◆ Text provided ◆
========================================
Video Captioning with Listwise Supervision

Authors: Yuan Liu, Xue Li, Zhongchao Shi

AAAI 2017 | Conference PDF | Archive PDF | Plain Text | LLM Run Details

Reproducibility Variable Result LLM Response
Research Type Experimental The experiments on MSVD dataset show that our proposed LSTM-LS produces better performance than the state of the art in generating natural sentences: 51.1% and 32.6% in terms of BLEU@4 and METEOR, respectively. Superior performances are also reported on the movie description M-VAD dataset.
Researcher Affiliation Industry Yuan Liu, Xue Li, Zhongchao Shi Ricoh Software Research Center (Beijing) Co., Ltd., Beijing, China Ricoh Company, Ltd., Yokohama, Japan yuanliu.ustc@gmail.com, Setsu.Ri@nts.ricoh.co.jp, Zhongchao.Shi@srcb.ricoh.com
Pseudocode No The paper describes the model's equations and procedures but does not include any explicitly labeled 'Pseudocode' or 'Algorithm' blocks.
Open Source Code No The paper does not provide any explicit statements about open-sourcing the code or links to a code repository.
Open Datasets Yes We evaluate and compare our proposed LSTM-LS with state-of-the-art approaches by conducting video captioning on two benchmarks, i.e., Microsoft Research Video Description Corpus (MSVD) (Chen and Dolan 2011) and Montreal Video Annotation Dataset (M-VAD) (Torabi et al. 2015).
Dataset Splits Yes In our experiments, we follow the setting used in prior works (Guadarrama et al. 2013; Pan et al. 2016a), taking 1,200 videos for training, 100 for validation and 670 for testing.
Hardware Specification No The paper does not provide specific hardware details (e.g., GPU/CPU models, memory) used for running its experiments.
========================================
◆ Listed records ◆

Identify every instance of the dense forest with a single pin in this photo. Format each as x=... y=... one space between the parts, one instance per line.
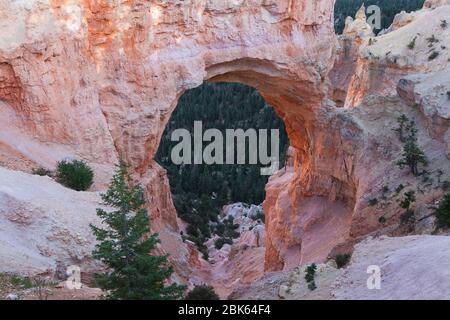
x=199 y=191
x=389 y=8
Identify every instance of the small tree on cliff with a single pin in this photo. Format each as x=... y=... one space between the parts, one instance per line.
x=125 y=247
x=413 y=155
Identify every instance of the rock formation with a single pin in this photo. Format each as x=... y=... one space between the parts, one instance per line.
x=411 y=269
x=98 y=80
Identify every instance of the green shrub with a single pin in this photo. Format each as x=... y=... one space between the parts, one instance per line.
x=310 y=276
x=202 y=292
x=42 y=172
x=76 y=175
x=433 y=55
x=443 y=213
x=399 y=188
x=342 y=260
x=20 y=282
x=412 y=44
x=413 y=155
x=221 y=242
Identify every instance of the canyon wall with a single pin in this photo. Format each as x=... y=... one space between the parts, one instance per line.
x=98 y=80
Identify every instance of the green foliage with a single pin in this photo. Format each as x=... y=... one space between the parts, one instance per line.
x=409 y=199
x=373 y=202
x=76 y=175
x=200 y=191
x=433 y=55
x=259 y=217
x=399 y=188
x=442 y=213
x=42 y=172
x=342 y=260
x=219 y=243
x=21 y=282
x=389 y=9
x=310 y=276
x=126 y=247
x=432 y=40
x=406 y=203
x=202 y=292
x=413 y=155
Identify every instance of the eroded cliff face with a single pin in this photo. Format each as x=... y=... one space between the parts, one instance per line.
x=323 y=206
x=98 y=80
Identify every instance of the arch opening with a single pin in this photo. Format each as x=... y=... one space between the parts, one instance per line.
x=219 y=205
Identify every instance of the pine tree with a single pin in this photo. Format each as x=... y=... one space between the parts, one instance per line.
x=126 y=246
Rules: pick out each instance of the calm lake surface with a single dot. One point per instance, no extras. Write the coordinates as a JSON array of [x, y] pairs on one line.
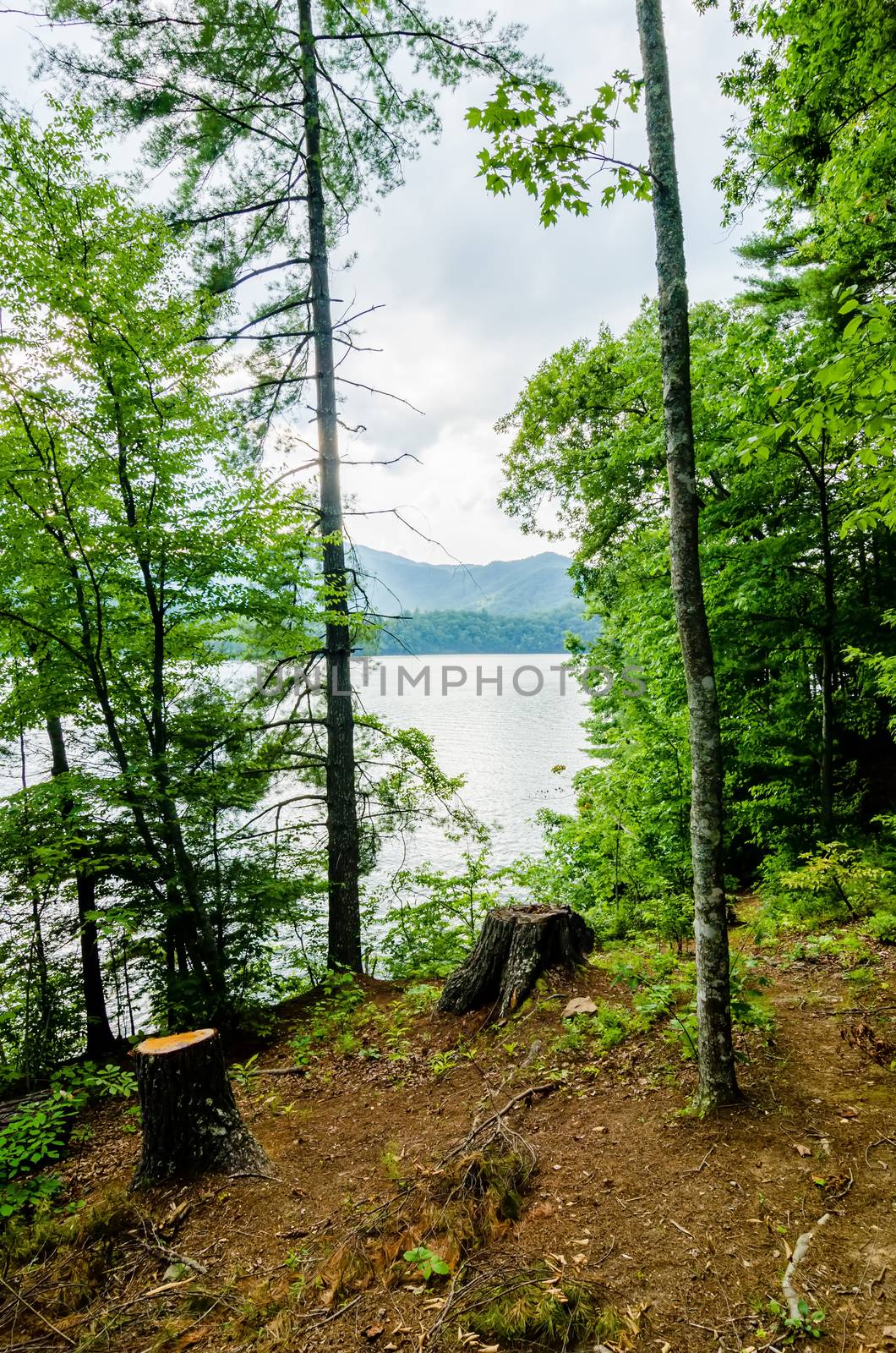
[[517, 744]]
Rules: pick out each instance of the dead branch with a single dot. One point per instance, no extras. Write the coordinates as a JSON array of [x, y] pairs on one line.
[[800, 1249]]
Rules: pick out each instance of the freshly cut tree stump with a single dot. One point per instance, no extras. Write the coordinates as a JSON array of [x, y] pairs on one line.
[[191, 1123], [516, 946]]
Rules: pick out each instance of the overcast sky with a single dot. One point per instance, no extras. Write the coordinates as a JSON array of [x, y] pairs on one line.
[[475, 293]]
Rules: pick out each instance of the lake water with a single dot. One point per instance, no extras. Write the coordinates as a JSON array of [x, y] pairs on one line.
[[509, 724]]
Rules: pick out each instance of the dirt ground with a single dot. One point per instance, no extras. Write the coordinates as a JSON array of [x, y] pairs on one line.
[[682, 1226]]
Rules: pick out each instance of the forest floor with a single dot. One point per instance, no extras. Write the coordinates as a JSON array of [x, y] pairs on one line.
[[601, 1202]]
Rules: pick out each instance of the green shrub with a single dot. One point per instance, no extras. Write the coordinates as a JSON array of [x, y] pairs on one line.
[[837, 883], [37, 1134], [882, 927]]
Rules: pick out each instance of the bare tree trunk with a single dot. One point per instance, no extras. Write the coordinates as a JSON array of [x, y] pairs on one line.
[[101, 1041], [344, 947], [828, 656], [718, 1082]]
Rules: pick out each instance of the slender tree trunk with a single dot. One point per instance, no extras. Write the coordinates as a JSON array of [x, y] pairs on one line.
[[101, 1041], [718, 1082], [344, 949], [828, 660]]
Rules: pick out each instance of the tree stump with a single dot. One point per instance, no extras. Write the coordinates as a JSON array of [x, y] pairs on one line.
[[191, 1122], [516, 946]]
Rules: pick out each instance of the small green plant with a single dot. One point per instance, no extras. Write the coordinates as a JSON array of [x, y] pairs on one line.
[[245, 1075], [443, 1062], [808, 1323], [831, 884], [38, 1133], [428, 1263], [882, 927]]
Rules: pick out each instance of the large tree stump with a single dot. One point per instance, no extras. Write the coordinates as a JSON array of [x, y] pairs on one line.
[[516, 946], [191, 1122]]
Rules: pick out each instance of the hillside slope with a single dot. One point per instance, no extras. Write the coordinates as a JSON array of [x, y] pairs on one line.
[[506, 588]]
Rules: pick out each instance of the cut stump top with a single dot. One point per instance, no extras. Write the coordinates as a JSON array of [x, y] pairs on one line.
[[175, 1042]]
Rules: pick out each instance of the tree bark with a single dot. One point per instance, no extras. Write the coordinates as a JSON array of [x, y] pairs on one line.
[[101, 1041], [828, 654], [191, 1123], [516, 946], [342, 849], [718, 1082]]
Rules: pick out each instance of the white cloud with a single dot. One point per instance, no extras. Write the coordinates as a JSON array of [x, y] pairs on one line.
[[475, 294]]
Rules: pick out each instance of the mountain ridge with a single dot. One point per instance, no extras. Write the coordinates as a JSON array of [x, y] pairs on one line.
[[396, 586]]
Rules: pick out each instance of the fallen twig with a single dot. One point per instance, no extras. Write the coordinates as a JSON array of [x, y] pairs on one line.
[[702, 1163], [40, 1316], [172, 1256], [335, 1316], [254, 1175], [494, 1118], [796, 1258]]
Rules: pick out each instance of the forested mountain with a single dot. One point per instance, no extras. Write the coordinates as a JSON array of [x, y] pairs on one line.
[[484, 633], [394, 585], [396, 1089]]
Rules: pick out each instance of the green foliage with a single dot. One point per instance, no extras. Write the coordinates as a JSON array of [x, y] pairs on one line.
========================================
◆ Task directions ◆
Please write out the video captioning report from "Reproducibility Variable Result" to "a code repository.", substituting "LS-LSTM" for "LSTM-LS". You can set the listing aside; it isn't needed.

◆ Finished task ◆
Reproducibility Variable Result LLM Response
Research Type Experimental The experiments on MSVD dataset show that our proposed LS-LSTM produces better performance than the state of the art in generating natural sentences: 51.1% and 32.6% in terms of BLEU@4 and METEOR, respectively. Superior performances are also reported on the movie description M-VAD dataset.
Researcher Affiliation Industry Yuan Liu, Xue Li, Zhongchao Shi Ricoh Software Research Center (Beijing) Co., Ltd., Beijing, China Ricoh Company, Ltd., Yokohama, Japan yuanliu.ustc@gmail.com, Setsu.Ri@nts.ricoh.co.jp, Zhongchao.Shi@srcb.ricoh.com
Pseudocode No The paper describes the model's equations and procedures but does not include any explicitly labeled 'Pseudocode' or 'Algorithm' blocks.
Open Source Code No The paper does not provide any explicit statements about open-sourcing the code or links to a code repository.